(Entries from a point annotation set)
• • •

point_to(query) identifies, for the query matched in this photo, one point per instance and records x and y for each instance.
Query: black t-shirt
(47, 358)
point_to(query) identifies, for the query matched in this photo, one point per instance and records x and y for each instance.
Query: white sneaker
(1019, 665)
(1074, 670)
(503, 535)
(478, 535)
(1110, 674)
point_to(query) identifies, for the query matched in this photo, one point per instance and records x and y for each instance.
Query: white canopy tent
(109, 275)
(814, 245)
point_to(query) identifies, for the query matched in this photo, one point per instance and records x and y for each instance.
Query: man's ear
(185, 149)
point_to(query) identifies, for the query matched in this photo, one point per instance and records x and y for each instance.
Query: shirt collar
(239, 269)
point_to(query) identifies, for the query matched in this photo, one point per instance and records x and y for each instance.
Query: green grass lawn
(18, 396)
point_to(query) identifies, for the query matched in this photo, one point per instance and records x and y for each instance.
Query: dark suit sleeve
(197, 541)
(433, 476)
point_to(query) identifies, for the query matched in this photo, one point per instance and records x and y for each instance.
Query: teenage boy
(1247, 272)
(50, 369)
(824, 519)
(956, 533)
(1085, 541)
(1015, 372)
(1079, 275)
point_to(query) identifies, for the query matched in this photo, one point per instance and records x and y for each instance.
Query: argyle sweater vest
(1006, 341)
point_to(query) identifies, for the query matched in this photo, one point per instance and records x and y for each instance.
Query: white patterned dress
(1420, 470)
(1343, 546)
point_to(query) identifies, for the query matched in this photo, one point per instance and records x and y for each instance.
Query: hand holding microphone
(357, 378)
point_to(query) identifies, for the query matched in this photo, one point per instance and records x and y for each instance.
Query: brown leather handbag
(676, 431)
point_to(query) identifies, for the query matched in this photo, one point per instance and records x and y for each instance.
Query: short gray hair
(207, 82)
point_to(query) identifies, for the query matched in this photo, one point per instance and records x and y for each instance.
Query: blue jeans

• • •

**Exercise details:** Which lines in the data above contain the word "white"? Report each of them in full.

**Solution for this problem:**
Query: white sneaker
Query: white canopy tent
Query: white patterned dress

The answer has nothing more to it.